[Recorded data]
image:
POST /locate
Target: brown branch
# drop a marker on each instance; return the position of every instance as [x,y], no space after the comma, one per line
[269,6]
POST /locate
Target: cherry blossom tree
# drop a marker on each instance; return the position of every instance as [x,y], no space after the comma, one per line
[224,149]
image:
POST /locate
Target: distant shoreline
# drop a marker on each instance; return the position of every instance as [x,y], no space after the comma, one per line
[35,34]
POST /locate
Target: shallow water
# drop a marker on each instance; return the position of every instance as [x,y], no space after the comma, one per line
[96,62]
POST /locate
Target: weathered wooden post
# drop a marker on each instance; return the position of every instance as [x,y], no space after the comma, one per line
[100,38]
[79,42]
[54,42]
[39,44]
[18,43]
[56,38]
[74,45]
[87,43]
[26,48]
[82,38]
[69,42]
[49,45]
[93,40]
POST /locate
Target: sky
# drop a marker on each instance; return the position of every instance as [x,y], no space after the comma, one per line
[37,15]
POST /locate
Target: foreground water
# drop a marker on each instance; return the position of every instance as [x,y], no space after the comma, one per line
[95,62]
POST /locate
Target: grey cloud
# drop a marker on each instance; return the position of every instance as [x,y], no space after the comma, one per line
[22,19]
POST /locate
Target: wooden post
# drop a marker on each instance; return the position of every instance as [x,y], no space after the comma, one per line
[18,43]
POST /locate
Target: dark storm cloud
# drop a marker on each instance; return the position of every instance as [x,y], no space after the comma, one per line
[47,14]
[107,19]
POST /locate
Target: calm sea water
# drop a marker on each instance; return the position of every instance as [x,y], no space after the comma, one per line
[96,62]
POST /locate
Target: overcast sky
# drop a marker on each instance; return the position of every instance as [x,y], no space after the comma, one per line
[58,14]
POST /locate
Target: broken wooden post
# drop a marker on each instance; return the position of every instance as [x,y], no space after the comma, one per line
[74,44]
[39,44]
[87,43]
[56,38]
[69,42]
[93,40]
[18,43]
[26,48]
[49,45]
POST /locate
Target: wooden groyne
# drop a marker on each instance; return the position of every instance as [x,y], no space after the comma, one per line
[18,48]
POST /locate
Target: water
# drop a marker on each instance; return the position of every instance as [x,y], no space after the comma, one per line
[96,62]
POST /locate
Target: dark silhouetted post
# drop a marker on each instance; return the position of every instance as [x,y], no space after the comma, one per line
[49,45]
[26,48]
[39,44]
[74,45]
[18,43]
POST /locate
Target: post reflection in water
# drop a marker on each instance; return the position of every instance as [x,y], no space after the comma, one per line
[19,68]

Work instructions
Print out all the entries precisely as written.

Result of the exercise
image:
POST /locate
Target: brown branch
# drop a marker on each instance; return the position of every instance as [x,y], no space after the comma, one per line
[269,6]
POST /locate
Target: cherry blossom tree
# drop a marker on each instance; return the position of every instance as [x,y], no space after the comma, one per line
[224,149]
image:
POST /locate
Target: distant shoreline
# drop a marker on each instance; return the position of every instance as [x,y], no space after the comma, one per line
[35,34]
POST /locate
Target: shallow water
# drop a marker on each instance; return the position of every instance as [x,y], no space after the comma, one per line
[96,62]
POST /locate
Target: weathered wooden post
# drop a marker on each instance; return the position of every instance as [x,y], no space after the comma, one per line
[100,38]
[79,42]
[54,42]
[39,44]
[18,43]
[56,38]
[74,45]
[87,43]
[26,48]
[82,38]
[69,42]
[49,45]
[93,40]
POST /locate
Target: sky
# drop a marker on each instance; return the position of every instance as [x,y], no space after the comma, one per line
[37,15]
POST /locate
Target: foreground water
# drop a marker on each instance; return the position of every instance as [x,y], no space after the comma, one per line
[95,62]
POST /locate
Target: grey cloud
# drop a marker on each instance; return the position of every instance as [x,y], no space after the comma, one per line
[22,19]
POST /locate
Target: wooden post
# drop a marker on each instance; return the position of every instance as [x,y], no space after the comma, one per line
[18,43]
POST /locate
Target: dark storm cloud
# drop a marker on each instance; return the position of every instance as [x,y], no space after the comma, one per line
[47,14]
[107,19]
POST /locate
Target: calm sea water
# drop a marker on each instance; return the position of every instance as [x,y], no space after the comma, one per line
[96,62]
POST /locate
Target: overcast sky
# drop a marker on each instance; return the position of every instance as [x,y], no space after the comma, one per line
[58,14]
POST /locate
Target: broken wooden post
# drop a marker on each instance; return the position of every instance as [x,y], no space after the comma, one per line
[74,44]
[39,44]
[87,43]
[56,38]
[69,42]
[93,40]
[18,43]
[26,48]
[49,45]
POST /locate
Target: wooden groyne
# drop a marker on each instance; return the position of every instance as [x,y], no space after the comma, one per line
[18,48]
POST /locate
Target: water
# drop a marker on each instance; return the position of every instance as [x,y], no space after the comma, one per line
[96,62]
POST /locate
Target: dark silhouetted post
# drop a marker on each instance; return the position of every instance as [x,y], no space after the comma, one per line
[49,45]
[26,48]
[39,44]
[74,45]
[18,43]
POST /locate
Target: post reflection in water
# drop a marker on each instance; return the position of every instance as [x,y], no space after the comma, one per line
[19,68]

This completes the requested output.